“But what if you are already sixty, seventy years old, eighty, ninety? Let the thunder roll. You’ve got something to say. You are alive and you don’t know for how long. (None of us really knows for how long.) No matter your age there is a sense of urgency, to make life immediate and relevant.”
― Natalie Goldberg, Old Friend from Far Away: The Practice of Writing Memoir
Please, don't die with your story untold.
My mother is the third to the oldest of nine children, a large loving Irish Catholic brood, and with each passing year, we lose another one of the members that created the sense of belonging and love I feel in my bones.
My Aunt Delores, my mothers sister, passed away this week. The disease and medicine meant to heal her robbed her of ability to communicate in her final weeks and days, so I will do my best to honor her by telling you what I remember.
She was the first to welcome our family after our cross country travel each summer, the end of each trip illuminated by the lights of the Wyoming Valley in Northeastern Pennsylvania. A band of weary travelers who arrived in the dead of night to a home, already filled to the brim with family, that somehow always had room for one more, or eight in the case of our family.
She and my Uncle Mike, Michael, she called him, always had more than enough to share, whether that be a bed, sandwich, or beer. We are Irish, after all.

▸ **PROMPT 1**:
Answer these from the piece about Aunt Delores:
(a) Where does the writer's mother fall in birth order among her siblings?
(b) What lights marked the end of each summer trip?
(c) What name did Aunt Delores use for Uncle Mike?
▸ **PROMPT 2**: Continue the piece about Aunt Delores from its last sentence.
The records have nothing to do with the piece about Aunt Delores.

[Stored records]
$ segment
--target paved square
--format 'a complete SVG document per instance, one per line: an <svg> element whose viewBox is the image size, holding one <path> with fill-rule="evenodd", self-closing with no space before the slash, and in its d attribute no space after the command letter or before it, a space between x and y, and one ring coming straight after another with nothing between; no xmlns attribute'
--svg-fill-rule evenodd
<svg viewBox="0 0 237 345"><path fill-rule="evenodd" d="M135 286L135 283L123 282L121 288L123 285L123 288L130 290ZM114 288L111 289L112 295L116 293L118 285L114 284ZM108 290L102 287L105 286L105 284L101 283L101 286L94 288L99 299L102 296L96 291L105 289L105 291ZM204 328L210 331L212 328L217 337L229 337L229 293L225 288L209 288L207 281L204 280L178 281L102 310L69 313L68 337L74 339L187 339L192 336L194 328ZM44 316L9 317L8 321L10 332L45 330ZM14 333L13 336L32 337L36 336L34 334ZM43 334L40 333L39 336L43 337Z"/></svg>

▸ **EXPECTED OUTPUT 1**:
(a) She is the third to the oldest of nine children.
(b) The lights of the Wyoming Valley in Northeastern Pennsylvania.
(c) Michael.

▸ **EXPECTED OUTPUT 2**:
I remember her as one of the fancy aunts, always dressed to the nines and asking me how I was and listening for my answer. She and Uncle Mike were always in the center of things and support when things were lost - people most especially.
They were two people who always had reserves to give more, and they both gave until their last breath.
Delores was a woman married to a storyteller that was larger than life. Her story was of belonging. Her children and their families a testimony to her love of gathering.
In those short weeks each summer, she embodied the sense of connection that extended well beyond the walls of our Texas home into the traditions of Irish storytelling and the power of family.
Our matriarchs root us somehow, and their loss creates a shift. We care for them and mourn them while stepping gently into their shoes, hoping that we too will carry on the mission of belonging that can carry our children forward, taking solace that her weary travels have ended as she reconnects with the love of her life once again.